<<<<

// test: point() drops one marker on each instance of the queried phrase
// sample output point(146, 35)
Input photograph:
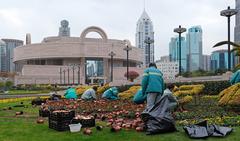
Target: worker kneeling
point(70, 93)
point(111, 94)
point(139, 97)
point(90, 94)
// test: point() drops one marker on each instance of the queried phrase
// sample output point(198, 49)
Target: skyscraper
point(237, 29)
point(10, 45)
point(206, 62)
point(237, 23)
point(174, 52)
point(194, 48)
point(144, 31)
point(219, 60)
point(3, 67)
point(64, 30)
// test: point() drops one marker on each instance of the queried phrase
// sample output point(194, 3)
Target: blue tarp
point(235, 77)
point(111, 94)
point(139, 98)
point(70, 94)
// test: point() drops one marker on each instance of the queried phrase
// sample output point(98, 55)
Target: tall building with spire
point(194, 48)
point(237, 24)
point(144, 31)
point(64, 30)
point(237, 29)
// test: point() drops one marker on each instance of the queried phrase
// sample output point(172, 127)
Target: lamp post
point(78, 74)
point(127, 49)
point(73, 67)
point(60, 75)
point(86, 75)
point(149, 41)
point(228, 13)
point(68, 75)
point(179, 30)
point(64, 82)
point(111, 54)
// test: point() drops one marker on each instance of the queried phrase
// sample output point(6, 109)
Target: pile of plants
point(185, 93)
point(10, 100)
point(116, 114)
point(82, 88)
point(103, 88)
point(230, 96)
point(128, 94)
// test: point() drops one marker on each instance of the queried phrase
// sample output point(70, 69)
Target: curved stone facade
point(46, 58)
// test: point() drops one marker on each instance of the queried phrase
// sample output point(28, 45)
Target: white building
point(144, 31)
point(169, 69)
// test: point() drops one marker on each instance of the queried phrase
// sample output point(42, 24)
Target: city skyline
point(118, 18)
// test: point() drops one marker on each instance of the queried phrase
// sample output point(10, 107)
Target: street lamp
point(149, 41)
point(179, 30)
point(60, 75)
point(127, 49)
point(228, 13)
point(64, 82)
point(111, 54)
point(68, 75)
point(73, 67)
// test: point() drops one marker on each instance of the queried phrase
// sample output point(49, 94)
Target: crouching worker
point(235, 78)
point(139, 97)
point(70, 93)
point(90, 94)
point(111, 94)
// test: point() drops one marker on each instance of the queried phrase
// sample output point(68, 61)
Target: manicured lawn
point(25, 128)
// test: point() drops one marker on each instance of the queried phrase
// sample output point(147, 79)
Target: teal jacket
point(70, 94)
point(152, 81)
point(235, 77)
point(139, 97)
point(111, 94)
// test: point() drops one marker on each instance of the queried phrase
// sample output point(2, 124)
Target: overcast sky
point(117, 18)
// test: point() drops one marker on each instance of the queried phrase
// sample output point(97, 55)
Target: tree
point(9, 84)
point(131, 75)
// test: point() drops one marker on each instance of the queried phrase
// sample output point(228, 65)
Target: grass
point(25, 128)
point(27, 91)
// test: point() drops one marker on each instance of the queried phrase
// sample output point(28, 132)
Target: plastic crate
point(44, 113)
point(59, 125)
point(59, 116)
point(85, 122)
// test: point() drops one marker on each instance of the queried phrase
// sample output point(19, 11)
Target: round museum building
point(64, 59)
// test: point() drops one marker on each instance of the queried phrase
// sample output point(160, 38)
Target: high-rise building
point(64, 30)
point(194, 48)
point(219, 60)
point(3, 67)
point(237, 29)
point(168, 68)
point(174, 52)
point(28, 39)
point(206, 62)
point(10, 45)
point(237, 23)
point(144, 31)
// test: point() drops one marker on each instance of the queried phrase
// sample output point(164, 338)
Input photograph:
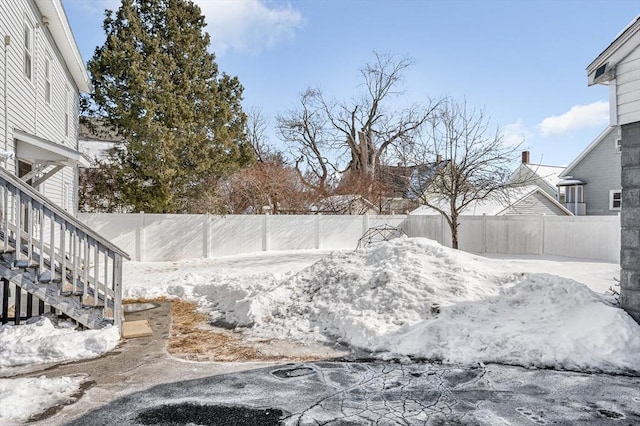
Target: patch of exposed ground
point(193, 338)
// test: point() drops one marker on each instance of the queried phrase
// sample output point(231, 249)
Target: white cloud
point(516, 133)
point(248, 25)
point(579, 116)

>>>>

The exercise>
Reproduce the stretch of the records from the start through the line that contains "point(169, 69)", keeping every line as it appears. Leave the pictures out of your answer.

In response>
// test: point() drops one marker on each instance of the queried phrase
// sample output point(146, 35)
Input photograph:
Target: worker kneeling
point(70, 93)
point(111, 94)
point(139, 97)
point(90, 94)
// test: point() drops one marker on each instance of the queried phrase
// sample output point(198, 49)
Target: skyscraper
point(237, 29)
point(10, 45)
point(206, 62)
point(237, 23)
point(174, 52)
point(194, 48)
point(144, 31)
point(219, 60)
point(3, 67)
point(64, 30)
// test: point() drops one marker on each instance of the queried phrase
// sample output point(194, 3)
Target: blue tarp
point(235, 77)
point(111, 94)
point(139, 98)
point(70, 94)
// test: point() drops one marker on each instance of the queried phrase
// sample output point(98, 55)
Target: tall building with spire
point(194, 48)
point(237, 24)
point(144, 31)
point(64, 30)
point(237, 29)
// test: point() drops one marker on each instance of the queried phrase
// sample output point(172, 127)
Target: lamp post
point(78, 74)
point(127, 49)
point(73, 67)
point(60, 75)
point(86, 75)
point(149, 41)
point(228, 13)
point(68, 75)
point(179, 30)
point(64, 82)
point(111, 54)
// test: point() drops one marker on each instance of the queried phrase
// sample output point(6, 109)
Target: pile of plants
point(185, 93)
point(10, 100)
point(116, 114)
point(82, 88)
point(103, 88)
point(230, 96)
point(128, 94)
// test: point() drops one marker on each instance of the queried phrase
// sample output point(70, 69)
Target: curved stone facade
point(46, 58)
// test: point() drops one marker on each instance of the queried phrase
// sample output point(28, 45)
Target: white building
point(144, 31)
point(169, 69)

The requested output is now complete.